Set problem: Print each of the entries exactly, leaving nothing out.

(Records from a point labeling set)
────────────────────
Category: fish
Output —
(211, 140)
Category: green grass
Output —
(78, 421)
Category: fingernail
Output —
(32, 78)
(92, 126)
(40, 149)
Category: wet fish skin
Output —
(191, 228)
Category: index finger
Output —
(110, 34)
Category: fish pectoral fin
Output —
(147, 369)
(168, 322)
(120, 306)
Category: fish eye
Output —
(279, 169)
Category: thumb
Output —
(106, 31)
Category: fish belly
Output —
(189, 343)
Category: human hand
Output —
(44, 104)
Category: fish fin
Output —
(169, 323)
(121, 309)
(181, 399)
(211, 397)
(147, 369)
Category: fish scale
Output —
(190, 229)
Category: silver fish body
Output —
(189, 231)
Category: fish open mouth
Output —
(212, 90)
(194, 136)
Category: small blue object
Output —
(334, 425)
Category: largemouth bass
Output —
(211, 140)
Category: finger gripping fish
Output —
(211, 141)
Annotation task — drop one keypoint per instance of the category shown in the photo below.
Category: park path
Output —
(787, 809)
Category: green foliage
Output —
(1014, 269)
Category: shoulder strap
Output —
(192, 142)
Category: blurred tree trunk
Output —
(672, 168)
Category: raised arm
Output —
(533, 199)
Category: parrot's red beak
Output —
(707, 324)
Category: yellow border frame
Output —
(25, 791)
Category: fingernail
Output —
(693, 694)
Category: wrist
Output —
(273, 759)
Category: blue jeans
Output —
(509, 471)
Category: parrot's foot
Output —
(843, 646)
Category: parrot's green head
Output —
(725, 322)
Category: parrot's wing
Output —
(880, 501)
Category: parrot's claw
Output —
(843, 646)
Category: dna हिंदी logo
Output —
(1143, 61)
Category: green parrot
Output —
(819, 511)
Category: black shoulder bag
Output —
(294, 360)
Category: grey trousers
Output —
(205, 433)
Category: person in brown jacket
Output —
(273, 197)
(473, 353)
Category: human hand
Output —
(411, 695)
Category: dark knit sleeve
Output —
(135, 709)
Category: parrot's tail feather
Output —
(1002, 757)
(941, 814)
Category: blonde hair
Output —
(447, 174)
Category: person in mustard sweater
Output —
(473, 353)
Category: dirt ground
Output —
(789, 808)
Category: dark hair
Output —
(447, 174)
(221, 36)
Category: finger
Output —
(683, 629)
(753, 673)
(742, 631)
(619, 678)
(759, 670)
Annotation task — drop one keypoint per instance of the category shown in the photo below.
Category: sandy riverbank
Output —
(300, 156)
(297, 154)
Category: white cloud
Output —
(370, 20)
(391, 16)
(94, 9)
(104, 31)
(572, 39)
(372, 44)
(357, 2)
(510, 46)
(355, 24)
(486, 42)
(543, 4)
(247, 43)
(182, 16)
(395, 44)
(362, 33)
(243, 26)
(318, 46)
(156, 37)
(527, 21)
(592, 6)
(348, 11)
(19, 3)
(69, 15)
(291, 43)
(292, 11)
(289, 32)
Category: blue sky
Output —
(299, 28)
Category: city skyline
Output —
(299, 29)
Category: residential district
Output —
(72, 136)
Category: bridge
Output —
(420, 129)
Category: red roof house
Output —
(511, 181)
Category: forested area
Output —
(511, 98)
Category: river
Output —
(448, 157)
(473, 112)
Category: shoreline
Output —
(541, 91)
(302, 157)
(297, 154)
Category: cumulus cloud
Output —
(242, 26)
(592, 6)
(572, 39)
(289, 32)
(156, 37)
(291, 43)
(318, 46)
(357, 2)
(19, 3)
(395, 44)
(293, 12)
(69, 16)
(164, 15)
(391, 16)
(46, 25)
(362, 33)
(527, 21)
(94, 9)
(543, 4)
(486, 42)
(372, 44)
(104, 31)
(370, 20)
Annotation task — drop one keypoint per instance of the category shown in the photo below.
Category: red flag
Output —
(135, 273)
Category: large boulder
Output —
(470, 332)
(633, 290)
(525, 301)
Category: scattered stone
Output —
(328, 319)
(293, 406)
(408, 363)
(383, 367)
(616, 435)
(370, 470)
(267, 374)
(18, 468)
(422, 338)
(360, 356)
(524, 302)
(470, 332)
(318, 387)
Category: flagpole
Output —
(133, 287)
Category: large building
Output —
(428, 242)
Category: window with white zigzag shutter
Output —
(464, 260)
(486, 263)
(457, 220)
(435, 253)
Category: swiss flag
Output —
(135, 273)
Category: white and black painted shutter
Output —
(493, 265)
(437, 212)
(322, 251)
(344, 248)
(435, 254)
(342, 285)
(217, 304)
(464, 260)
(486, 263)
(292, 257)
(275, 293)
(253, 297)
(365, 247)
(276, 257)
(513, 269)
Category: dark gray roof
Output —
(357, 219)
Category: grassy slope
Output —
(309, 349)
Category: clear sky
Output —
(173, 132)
────────────────────
Answer to the exercise:
Category: fish
Output —
(211, 140)
Category: green grass
Output —
(78, 421)
Category: fingernail
Output —
(32, 78)
(92, 126)
(40, 149)
Category: wet fish skin
Output —
(191, 228)
Category: index finger
Output —
(110, 34)
Category: fish pectoral fin
Output —
(147, 369)
(168, 322)
(120, 306)
Category: fish eye
Output —
(279, 169)
Category: thumb
Output —
(106, 31)
Category: fish belly
Output —
(189, 343)
Category: human hand
Output —
(44, 104)
Category: fish fin
Output —
(169, 323)
(121, 309)
(181, 399)
(211, 397)
(147, 369)
Category: fish scale
Output —
(190, 229)
Category: silver fish body
Output —
(189, 231)
Category: fish open mouth
Output —
(212, 90)
(194, 136)
Category: small blue object
Output —
(334, 425)
Category: largemouth bass
Output —
(211, 140)
Category: finger gripping fish
Output —
(211, 141)
Annotation task — drop one keypoint per instance of the category shown in the photo below.
Category: park path
Output —
(787, 809)
Category: green foliage
Output —
(1014, 269)
Category: shoulder strap
Output —
(192, 142)
Category: blurred tree trunk
Output —
(672, 168)
Category: raised arm
Output —
(533, 199)
Category: parrot's red beak
Output —
(707, 324)
Category: yellow border frame
Output —
(25, 791)
Category: fingernail
Output —
(693, 694)
Category: wrist
Output —
(273, 759)
Category: blue jeans
Output —
(509, 471)
Category: parrot's foot
Output —
(843, 646)
Category: parrot's green head
Output —
(725, 322)
Category: parrot's wing
Output —
(880, 501)
Category: parrot's claw
Output —
(843, 646)
Category: dna हिंदी logo
Output —
(1143, 61)
Category: green parrot
Output —
(819, 511)
Category: black shoulder bag
Output —
(294, 360)
Category: grey trousers
Output —
(205, 433)
Category: person in brown jacket
Output —
(273, 197)
(473, 353)
Category: human hand
Output —
(411, 695)
Category: dark knit sleeve
Output —
(135, 709)
Category: parrot's tail feather
Output —
(1002, 757)
(941, 814)
Category: blonde hair
Output —
(447, 174)
Category: person in mustard sweater
Output —
(473, 353)
Category: dirt ground
Output —
(789, 808)
Category: dark hair
Output —
(447, 174)
(221, 36)
Category: finger
Output —
(683, 629)
(753, 673)
(742, 631)
(619, 678)
(759, 670)
Annotation task — drop one keypoint per instance of the category shown in the photo below.
Category: sandy riverbank
Output —
(300, 156)
(297, 154)
Category: white cloud
Output —
(370, 20)
(391, 16)
(94, 9)
(104, 31)
(572, 39)
(372, 44)
(357, 2)
(510, 46)
(355, 24)
(486, 42)
(543, 4)
(247, 43)
(182, 16)
(395, 44)
(362, 33)
(243, 26)
(318, 46)
(156, 37)
(527, 21)
(592, 6)
(348, 11)
(19, 3)
(69, 15)
(291, 43)
(292, 11)
(289, 32)
Category: blue sky
Output —
(299, 28)
Category: city skyline
Output —
(299, 29)
Category: residential district
Output —
(72, 136)
Category: bridge
Output —
(420, 129)
Category: red roof house
Output —
(511, 181)
Category: forested area
Output —
(511, 98)
Category: river
Output —
(448, 157)
(473, 112)
Category: shoreline
Output —
(541, 91)
(302, 157)
(297, 154)
Category: cumulus cloud
Output —
(242, 26)
(592, 6)
(572, 39)
(289, 32)
(156, 37)
(291, 43)
(318, 46)
(357, 2)
(19, 3)
(395, 44)
(293, 12)
(69, 16)
(164, 15)
(391, 16)
(46, 25)
(362, 33)
(527, 21)
(94, 9)
(543, 4)
(486, 42)
(372, 44)
(104, 31)
(370, 20)
Annotation task — drop one keypoint per instance of the category shown in the photo below.
Category: red flag
Output —
(135, 273)
Category: large boulder
Output —
(470, 332)
(633, 290)
(525, 301)
Category: scattered stone
Output —
(328, 319)
(293, 406)
(408, 363)
(383, 367)
(616, 435)
(370, 470)
(267, 374)
(18, 468)
(422, 338)
(360, 356)
(524, 302)
(470, 332)
(318, 387)
Category: flagpole
Output —
(133, 287)
Category: large building
Output —
(428, 242)
Category: window with white zigzag shutter
Output —
(464, 260)
(486, 263)
(457, 220)
(435, 253)
Category: swiss flag
Output —
(135, 273)
Category: white and black painted shutter
Output —
(493, 265)
(437, 212)
(322, 251)
(344, 248)
(435, 254)
(342, 285)
(217, 304)
(464, 260)
(486, 263)
(292, 257)
(275, 293)
(253, 297)
(365, 247)
(276, 257)
(513, 269)
Category: dark gray roof
Output —
(357, 219)
Category: grassy slope
Output —
(309, 349)
Category: clear sky
Output —
(173, 132)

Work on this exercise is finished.